Coordinate annotation records:
"""
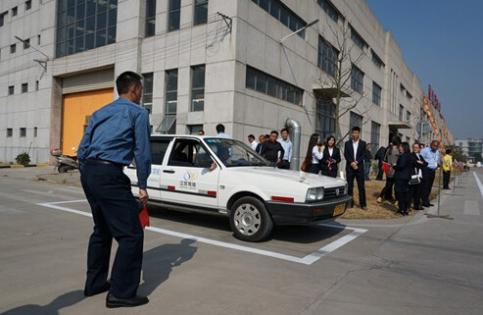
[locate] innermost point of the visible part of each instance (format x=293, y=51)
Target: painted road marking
x=478, y=182
x=471, y=207
x=307, y=260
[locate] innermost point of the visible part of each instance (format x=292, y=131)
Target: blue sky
x=442, y=42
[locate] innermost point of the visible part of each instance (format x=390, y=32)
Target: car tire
x=250, y=220
x=63, y=168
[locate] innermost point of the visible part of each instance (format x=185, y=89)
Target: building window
x=200, y=15
x=376, y=60
x=198, y=88
x=194, y=129
x=26, y=43
x=148, y=91
x=357, y=79
x=355, y=121
x=267, y=84
x=326, y=117
x=84, y=25
x=2, y=18
x=25, y=87
x=375, y=135
x=150, y=26
x=174, y=12
x=171, y=79
x=282, y=13
x=376, y=94
x=327, y=59
x=358, y=40
x=330, y=10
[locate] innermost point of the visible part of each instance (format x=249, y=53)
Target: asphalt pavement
x=193, y=265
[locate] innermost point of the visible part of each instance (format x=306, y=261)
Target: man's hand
x=143, y=197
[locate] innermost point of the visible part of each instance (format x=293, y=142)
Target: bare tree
x=342, y=94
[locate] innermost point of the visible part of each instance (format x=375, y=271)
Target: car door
x=187, y=178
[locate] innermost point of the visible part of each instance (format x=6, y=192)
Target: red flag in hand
x=144, y=217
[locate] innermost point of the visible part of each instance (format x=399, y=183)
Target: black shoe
x=114, y=302
x=104, y=288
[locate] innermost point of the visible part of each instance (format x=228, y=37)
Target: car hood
x=311, y=180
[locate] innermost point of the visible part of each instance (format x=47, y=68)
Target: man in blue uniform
x=117, y=133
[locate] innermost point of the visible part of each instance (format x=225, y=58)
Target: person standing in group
x=381, y=152
x=272, y=149
x=404, y=168
x=116, y=134
x=447, y=168
x=220, y=132
x=252, y=142
x=367, y=162
x=315, y=153
x=354, y=151
x=261, y=141
x=331, y=158
x=391, y=157
x=416, y=189
x=432, y=156
x=287, y=148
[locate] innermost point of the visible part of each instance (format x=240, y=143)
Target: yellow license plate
x=339, y=209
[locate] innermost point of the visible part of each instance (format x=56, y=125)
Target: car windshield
x=234, y=153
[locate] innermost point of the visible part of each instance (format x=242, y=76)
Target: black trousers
x=416, y=195
x=446, y=177
x=116, y=215
x=359, y=176
x=428, y=180
x=380, y=173
x=386, y=192
x=403, y=196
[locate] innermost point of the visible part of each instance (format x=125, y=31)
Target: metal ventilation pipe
x=296, y=135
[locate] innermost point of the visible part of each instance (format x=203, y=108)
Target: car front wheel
x=250, y=220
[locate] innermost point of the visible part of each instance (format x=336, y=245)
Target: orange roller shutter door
x=77, y=108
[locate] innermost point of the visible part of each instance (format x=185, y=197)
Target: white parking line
x=307, y=260
x=478, y=182
x=471, y=208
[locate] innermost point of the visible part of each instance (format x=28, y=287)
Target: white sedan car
x=226, y=177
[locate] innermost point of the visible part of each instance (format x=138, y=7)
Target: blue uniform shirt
x=432, y=157
x=119, y=132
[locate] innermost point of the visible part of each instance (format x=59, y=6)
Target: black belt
x=104, y=162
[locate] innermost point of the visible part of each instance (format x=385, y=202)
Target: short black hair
x=356, y=128
x=127, y=79
x=405, y=146
x=220, y=128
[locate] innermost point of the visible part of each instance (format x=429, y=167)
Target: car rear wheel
x=250, y=220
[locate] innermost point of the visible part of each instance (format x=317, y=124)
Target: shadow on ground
x=158, y=263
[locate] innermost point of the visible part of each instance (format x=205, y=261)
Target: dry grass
x=385, y=210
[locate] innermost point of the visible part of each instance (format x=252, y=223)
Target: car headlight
x=314, y=194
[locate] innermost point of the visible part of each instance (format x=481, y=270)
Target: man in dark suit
x=354, y=155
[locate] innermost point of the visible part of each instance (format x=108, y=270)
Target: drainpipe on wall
x=296, y=132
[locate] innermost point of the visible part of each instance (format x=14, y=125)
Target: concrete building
x=471, y=148
x=236, y=62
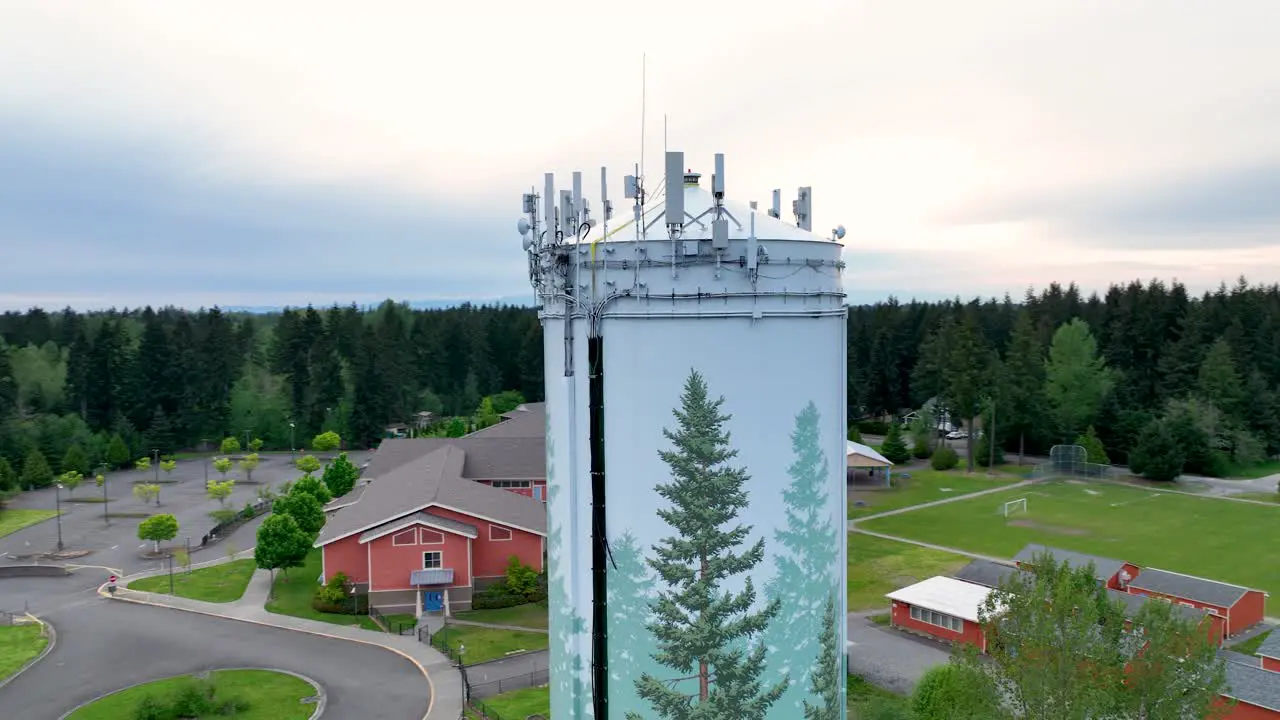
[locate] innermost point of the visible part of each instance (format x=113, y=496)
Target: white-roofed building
x=865, y=459
x=941, y=607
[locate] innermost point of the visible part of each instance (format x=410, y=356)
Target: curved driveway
x=104, y=646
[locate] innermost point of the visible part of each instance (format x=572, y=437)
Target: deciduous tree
x=158, y=528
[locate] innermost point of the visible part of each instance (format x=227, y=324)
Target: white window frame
x=937, y=619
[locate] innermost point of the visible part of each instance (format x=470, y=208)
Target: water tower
x=690, y=290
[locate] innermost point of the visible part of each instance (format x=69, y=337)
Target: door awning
x=435, y=577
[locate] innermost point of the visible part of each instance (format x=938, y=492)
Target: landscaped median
x=216, y=583
x=19, y=645
x=245, y=695
x=14, y=520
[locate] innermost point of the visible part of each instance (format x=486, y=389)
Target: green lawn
x=218, y=583
x=14, y=520
x=18, y=646
x=488, y=643
x=272, y=696
x=519, y=705
x=1200, y=536
x=292, y=596
x=1252, y=645
x=923, y=486
x=877, y=566
x=531, y=615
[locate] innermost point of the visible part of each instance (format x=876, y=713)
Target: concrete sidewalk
x=444, y=680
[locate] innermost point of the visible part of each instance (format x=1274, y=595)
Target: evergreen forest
x=1166, y=379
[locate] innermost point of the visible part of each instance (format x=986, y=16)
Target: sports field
x=1220, y=540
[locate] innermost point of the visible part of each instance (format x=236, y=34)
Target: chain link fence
x=1070, y=461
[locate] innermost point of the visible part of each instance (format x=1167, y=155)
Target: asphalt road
x=104, y=646
x=117, y=545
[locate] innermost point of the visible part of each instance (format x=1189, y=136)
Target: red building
x=1235, y=607
x=941, y=607
x=1115, y=574
x=426, y=524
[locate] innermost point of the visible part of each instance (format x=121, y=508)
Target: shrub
x=944, y=459
x=873, y=427
x=920, y=449
x=894, y=449
x=497, y=596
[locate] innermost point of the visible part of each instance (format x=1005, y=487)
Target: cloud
x=1228, y=208
x=135, y=222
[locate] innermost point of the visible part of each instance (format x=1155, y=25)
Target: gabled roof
x=1210, y=592
x=1252, y=684
x=945, y=595
x=1134, y=602
x=1270, y=647
x=420, y=519
x=865, y=451
x=487, y=458
x=984, y=573
x=1104, y=568
x=433, y=481
x=528, y=420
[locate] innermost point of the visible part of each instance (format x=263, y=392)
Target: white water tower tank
x=762, y=318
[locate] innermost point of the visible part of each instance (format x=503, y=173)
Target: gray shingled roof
x=428, y=481
x=429, y=518
x=984, y=573
x=1270, y=647
x=1104, y=568
x=1133, y=602
x=1252, y=684
x=488, y=458
x=529, y=420
x=1210, y=592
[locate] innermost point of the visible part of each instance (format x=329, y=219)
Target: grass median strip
x=19, y=645
x=268, y=696
x=14, y=520
x=218, y=583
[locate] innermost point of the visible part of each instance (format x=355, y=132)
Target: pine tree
x=1023, y=405
x=807, y=555
x=630, y=642
x=894, y=449
x=36, y=472
x=826, y=683
x=698, y=625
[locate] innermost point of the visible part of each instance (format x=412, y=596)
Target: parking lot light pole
x=101, y=470
x=58, y=501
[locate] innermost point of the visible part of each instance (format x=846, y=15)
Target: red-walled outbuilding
x=942, y=607
x=1237, y=607
x=419, y=536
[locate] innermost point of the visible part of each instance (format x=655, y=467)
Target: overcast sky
x=274, y=153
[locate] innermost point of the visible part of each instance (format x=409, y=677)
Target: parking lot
x=113, y=542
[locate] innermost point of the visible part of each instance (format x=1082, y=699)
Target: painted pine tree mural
x=631, y=646
x=702, y=629
x=568, y=691
x=807, y=554
x=824, y=683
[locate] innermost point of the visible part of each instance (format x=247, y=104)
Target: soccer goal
x=1015, y=506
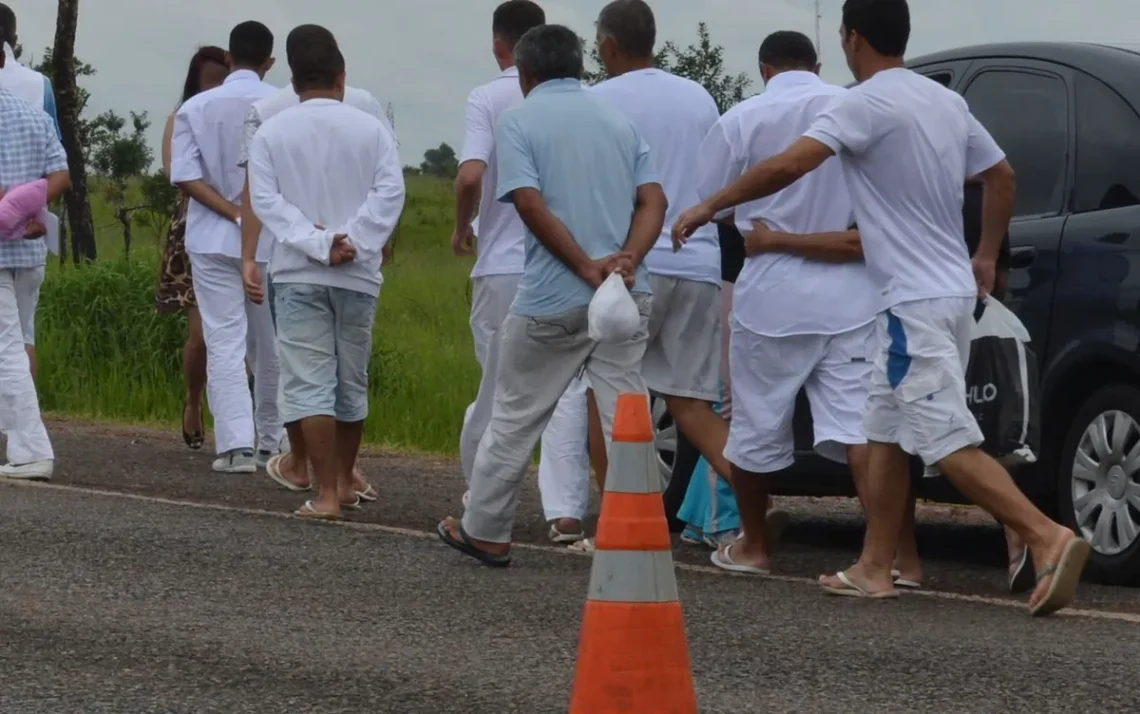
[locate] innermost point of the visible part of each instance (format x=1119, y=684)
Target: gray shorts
"""
TASK GOAL:
Rewrite everything from the start of the listing down to the line containing "x=442, y=42", putting "lane stripe" in place of "road marking" and keeping all else unchanged. Leave out the pictures.

SOLVED EXERCISE:
[locate] innermost point of the visible part of each instance (format x=293, y=51)
Target: painted lane stripe
x=478, y=182
x=471, y=207
x=307, y=260
[locate] innermost point of the visible part of each instance (format x=292, y=131)
Target: blue sky
x=442, y=42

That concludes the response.